• **Exercise requirements**
Rescale all the lines below: repeat each one, requests included, but multiply every coordinate in the answer outlines by 1.1 and round to the nearest whole number, with halves rounded up. Leave the numbers in the requests and their format samples unchanged, and omit the pictures from your output.

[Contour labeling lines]
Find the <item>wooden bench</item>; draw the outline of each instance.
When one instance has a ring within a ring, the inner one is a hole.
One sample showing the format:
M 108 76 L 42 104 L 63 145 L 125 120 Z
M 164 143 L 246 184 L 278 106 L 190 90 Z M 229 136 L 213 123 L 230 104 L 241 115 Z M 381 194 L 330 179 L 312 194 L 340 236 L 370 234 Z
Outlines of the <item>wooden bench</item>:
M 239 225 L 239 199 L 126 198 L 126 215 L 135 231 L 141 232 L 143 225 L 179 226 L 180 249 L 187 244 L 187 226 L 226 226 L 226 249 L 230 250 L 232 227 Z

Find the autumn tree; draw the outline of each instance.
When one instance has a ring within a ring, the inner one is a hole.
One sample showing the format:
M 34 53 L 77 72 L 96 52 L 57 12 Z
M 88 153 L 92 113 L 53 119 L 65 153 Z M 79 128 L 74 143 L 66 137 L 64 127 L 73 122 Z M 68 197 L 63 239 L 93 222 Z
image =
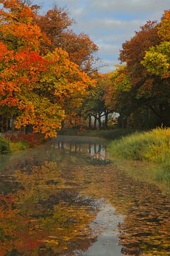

• **Output of the task**
Find the <item>wooden bench</item>; draw the outline of each instance.
When one instance has a ring within a ring, the inner one is a hole.
One sample showing the format:
M 108 76 L 42 104 L 63 145 L 125 120 Z
M 164 143 L 246 184 L 278 106 L 190 90 Z M 229 136 L 213 123 L 230 104 L 241 115 Z M 381 194 L 330 179 L 312 194 L 340 236 L 370 234 Z
Outlines of the <item>wooden bench</item>:
M 263 248 L 263 219 L 139 218 L 139 237 L 149 254 L 155 255 L 157 248 L 197 249 L 198 274 L 206 268 L 206 249 L 249 249 L 249 274 L 253 275 L 255 250 Z

Find the autumn tree; draw the outline of each instance.
When one instance has a ring within a ring, the inner one is a hole.
One sample showing the format:
M 34 53 L 77 72 L 96 52 L 57 12 Z
M 88 153 L 92 113 L 53 119 L 65 153 Z M 79 128 L 74 143 L 66 137 L 64 127 L 73 122 Z M 68 197 L 63 239 L 93 222 Z
image =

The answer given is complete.